◆ SOAL LATIHAN A
Menurut teks tentang Masjid Cheng Ho, masjid apa yang memengaruhi gaya arsitektur Masjid Muhammad Cheng Ho?
◆ SOAL LATIHAN B
Tolong nyatakan apakah setiap pernyataan berikut sesuai dengan teks tentang Masjid Cheng Ho, lalu kutip kata-kata teks yang menentukannya. (i) Warna merah, kuning, dan hijau mendominasi elemen bangunan masjid. (ii) Patung naga dan singa terdapat di bagian belakang masjid. (iii) Konsep Feng Shui berupaya menjaga keseimbangan empat wujud alam.
◆ SOAL LATIHAN C
Ketik ulang seluruh bagian teks tentang Masjid Cheng Ho, mulai dari "Pada bagian depan" hingga "warna, hingga ornamen-ornamennya.".

Mengungkap Makna Arsitektur Masjid Cheng Ho
IHRAM.CO.ID,Aristektur Masjid Muhammad Cheng Ho memiliki desain yang cukup menarik. Freddy Istanto memaparkan elemen-elemen masjid dan nilai-nilai spiritualnya dengan lugas dan detail. Ia menjelaskan, secara umum, bangunan Tiongkok berorientasi pada konsep dasar Feng Shui berupa upaya menjaga keseimbangan tiga wujud alam, yaitu, langit, bumi, dan manusia. Konsep Feng Shui ini diaplikasikan dalam bentuk-bentuk ruang dan pewarnaan. Warna merah, kuning, dan hijau mendominasi seluruh elemen bangunan yang mirip klenteng itu.
Pada bagian depan Masjid Muhammad Cheng Ho di Surabaya ini, terdapat patung naga dan singa yang mengingatkan masyarakat Tionghoa bahwa sebagian nenek moyang mereka adalah penganut Islam, namun tetap memelihara warisan budaya. Sementara itu, ornamen Islam dihadirkan melalui lafal "Allah" di puncak atap dan "Allah Muhammad" di atas pintu masuk serta hiasan kaligrafi pada dinding-dinding bagian luar dan dalam masjid.
Gaya arsitektur Masjid Muhammad Cheng Ho mendapatkan pengaruh dari masjid tertua di Tiongkok, Niu Jie, yang dibangun pada tahun 996 M. Pengaruh itu terutama terdapat pada atapnya yang mirip pagoda. Menurut Freddy, model atap pagoda yang tinggi menggambarkan pentingnya ruang di bawahnya, yaitu ruang ibadah utama. Urgensi ruangan ini dideskripsikan lewat nuansa Tiongkok yang kental, mulai dari bentuk, warna, hingga ornamen-ornamennya.

(Anotasi kotak untuk foto)
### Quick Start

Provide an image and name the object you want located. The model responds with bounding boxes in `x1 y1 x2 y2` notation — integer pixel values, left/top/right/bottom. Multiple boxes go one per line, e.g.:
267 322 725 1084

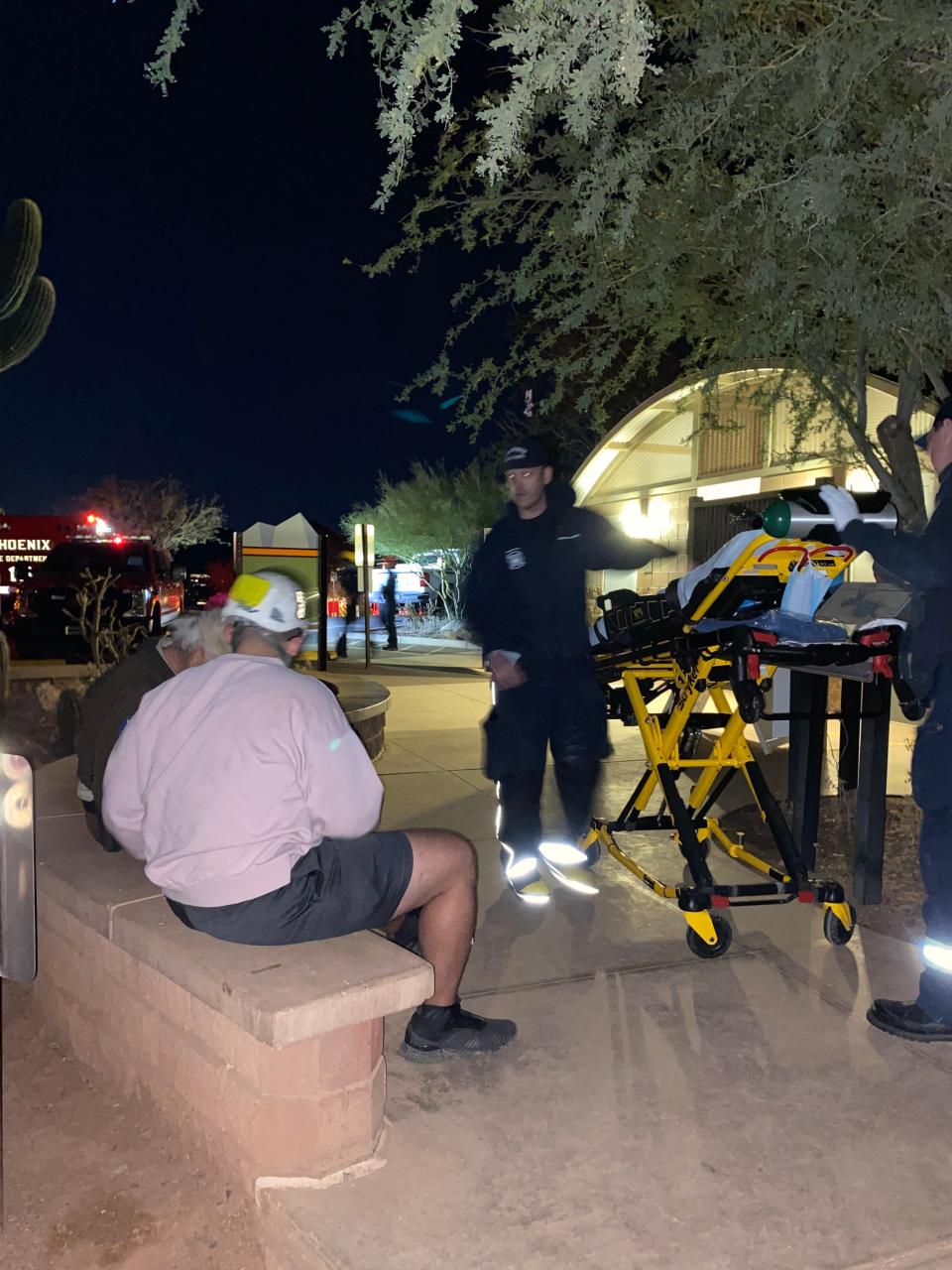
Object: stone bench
30 759 432 1189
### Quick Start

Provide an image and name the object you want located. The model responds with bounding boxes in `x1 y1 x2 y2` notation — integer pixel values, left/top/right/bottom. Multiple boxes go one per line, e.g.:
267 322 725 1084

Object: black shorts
169 830 414 944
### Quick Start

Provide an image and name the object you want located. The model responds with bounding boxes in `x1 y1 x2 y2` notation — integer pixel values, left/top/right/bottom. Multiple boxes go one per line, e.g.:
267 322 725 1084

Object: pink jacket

◆ JAWABAN TERTULIS A
Niu Jie, masjid tertua di Tiongkok yang dibangun pada tahun 996 M.

◆ JAWABAN TERTULIS B
(i) Ya: "Warna merah, kuning, dan hijau mendominasi seluruh elemen bangunan yang mirip klenteng itu."
(ii) Tidak: "Pada bagian depan Masjid Muhammad Cheng Ho di Surabaya ini, terdapat patung naga dan singa"
(iii) Tidak: "menjaga keseimbangan tiga wujud alam, yaitu, langit, bumi, dan manusia"

◆ JAWABAN TERTULIS C
Pada bagian depan Masjid Muhammad Cheng Ho di Surabaya ini, terdapat patung naga dan singa yang mengingatkan masyarakat Tionghoa bahwa sebagian nenek moyang mereka adalah penganut Islam, namun tetap memelihara warisan budaya. Sementara itu, ornamen Islam dihadirkan melalui lafal "Allah" di puncak atap dan "Allah Muhammad" di atas pintu masuk serta hiasan kaligrafi pada dinding-dinding bagian luar dan dalam masjid.
Gaya arsitektur Masjid Muhammad Cheng Ho mendapatkan pengaruh dari masjid tertua di Tiongkok, Niu Jie, yang dibangun pada tahun 996 M. Pengaruh itu terutama terdapat pada atapnya yang mirip pagoda. Menurut Freddy, model atap pagoda yang tinggi menggambarkan pentingnya ruang di bawahnya, yaitu ruang ibadah utama. Urgensi ruangan ini dideskripsikan lewat nuansa Tiongkok yang kental, mulai dari bentuk, warna, hingga ornamen-ornamennya.